## WRITTEN TASKS
1. Name every person who is quoted in the text on life after bankruptcy.
2. Extract every line of the object-pointing records verbatim and leave the pictures out.

## SOURCE EXCERPT
<<<<

You've declared bankruptcy. Now what?

Life After Bankruptcy

You have a fresh start, and some new challenges. Your credit rating, which probably wasn't all that great already, has taken a hit. The bankruptcy will stay on your credit report for up to 10 years. Lenders see you as a bad risk because you've legally written off at least some of your past debts. For a period of time you may not be able to get a loan or credit card. Once you do, the interest rates and fees attached will be punishing.

"The purpose of filing is a safety valve," says Roger M. Whelan, resident scholar of the American Bankruptcy Institute, a nonprofit professional organization. "Thank God, the day in which it was like wearing a blazing star on your forehead is over."

Slimmed-down lifestyle
If you've filed a Chapter 13, it means you're paying off some of your debts in what's known as reorganization. For three to five years, the court allows you a set amount to live on and a court-appointed trustee divides the rest among your creditors each month.

That means a very no-frills lifestyle. Sometimes it means changing the basics in your life, like how much you pay for shelter and groceries every month. And you can't take on new debt like a credit card or car loan without the court's permission. At the end of reorganization, your obligations are gone and your money is yours again. But the fact that you've declared bankruptcy, even though you paid back at least some of your debt, will stay with you for five to seven more years.

If you filed a Chapter 7, you walked away from most of the debt. Your salary is yours, if you have one, but the bankruptcy stays on your credit reports for 10 years. You have to start living on cash, rather than counting on any form of credit, and building an emergency fund is key. In addition, creditors may view you as a worse risk than someone who filed a Chapter 13, which means high interest rates and punitive fees when you do get loans or credit.

The 800-pound gorilla: getting credit
It's the double-edged sword of post-bankruptcy life: mismanaging credit may have gotten you into trouble (or just magnified other problems), but you have to get credit to rebuild your financial life.

After your bankruptcy has been discharged, you need to re-establish good credit, right away for a Chapter 7 or after reorganization for a Chapter 13. The rule of thumb: there are no rules. How fast you build back your credit will depend on a lot of factors that vary widely.

It also depends on what resources you have. Obviously, if you have a high-dollar income, you have an edge. If you managed to hang onto your house, paying your mortgage on time will improve your credit report. (Many apartments don't report to credit bureaus, so those payments will keep a roof over your head but won't help rebuild your credit, says John Ulzheimer, business development manager for MyFico.com, a division of Fair Isaac Corp., the company that developed credit scoring.)

Ironically, people who file a Chapter 7 may have an easier time re-establishing credit, says Henry Sommer, an attorney and author of "Consumer Bankruptcy: The Complete Guide to Chapter 7 and Chapter 13 Personal Bankruptcy." "While you're in a Chapter 13 [reorganization] your options are somewhat limited in terms of credit."

When the discharge is complete you can start rebuilding your credit while someone who went through a Chapter 7 at the same time is already well on his way to repairing his credit.

Adopt a positive attitude
Bankruptcy experts insist that attitude and persistence can make a difference.

"The consumer who's going to recover faster is the consumer who jumps back in," says Ulzheimer.

"Financial capacity is one thing," says Tahira K. Hira, a professor at Iowa State University who specializes in consumer economics and family finance. "Mental or attitudinal capacity is the other thing."

>>>>

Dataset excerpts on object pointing
<<<<

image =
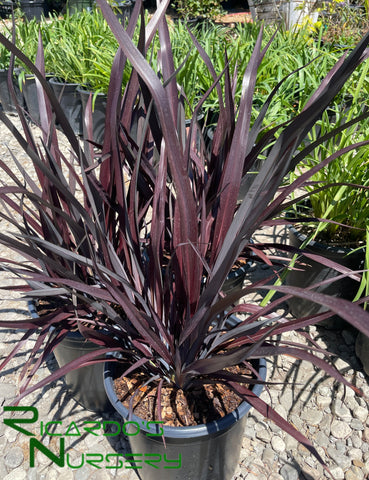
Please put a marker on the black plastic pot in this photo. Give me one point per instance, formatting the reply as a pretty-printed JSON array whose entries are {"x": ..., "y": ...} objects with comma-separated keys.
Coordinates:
[
  {"x": 206, "y": 452},
  {"x": 33, "y": 9},
  {"x": 6, "y": 7},
  {"x": 6, "y": 100},
  {"x": 316, "y": 272},
  {"x": 30, "y": 98},
  {"x": 70, "y": 101},
  {"x": 123, "y": 10},
  {"x": 85, "y": 383},
  {"x": 98, "y": 115}
]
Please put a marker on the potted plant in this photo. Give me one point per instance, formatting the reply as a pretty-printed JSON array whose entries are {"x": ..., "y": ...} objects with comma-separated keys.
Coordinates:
[
  {"x": 196, "y": 10},
  {"x": 138, "y": 239},
  {"x": 340, "y": 211}
]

>>>>

## ANSWERS TO THE PROBLEMS
1. Roger M. Whelan, John Ulzheimer, Henry Sommer, Tahira K. Hira

2.
image =
Please put a marker on the black plastic pot in this photo. Give me one point per instance, formatting the reply as a pretty-printed JSON array whose entries are {"x": ..., "y": ...} objects with comma-separated keys.
Coordinates:
[
  {"x": 206, "y": 452},
  {"x": 33, "y": 9},
  {"x": 6, "y": 7},
  {"x": 6, "y": 100},
  {"x": 316, "y": 272},
  {"x": 30, "y": 98},
  {"x": 70, "y": 101},
  {"x": 123, "y": 10},
  {"x": 85, "y": 383},
  {"x": 98, "y": 115}
]
Please put a marker on the potted plant in this photo. Give me one point per instance, formatting the reply as a pretty-printed JSON array whose entries are {"x": ..., "y": ...} objects with comma-separated keys.
Coordinates:
[
  {"x": 196, "y": 10},
  {"x": 138, "y": 239},
  {"x": 340, "y": 211}
]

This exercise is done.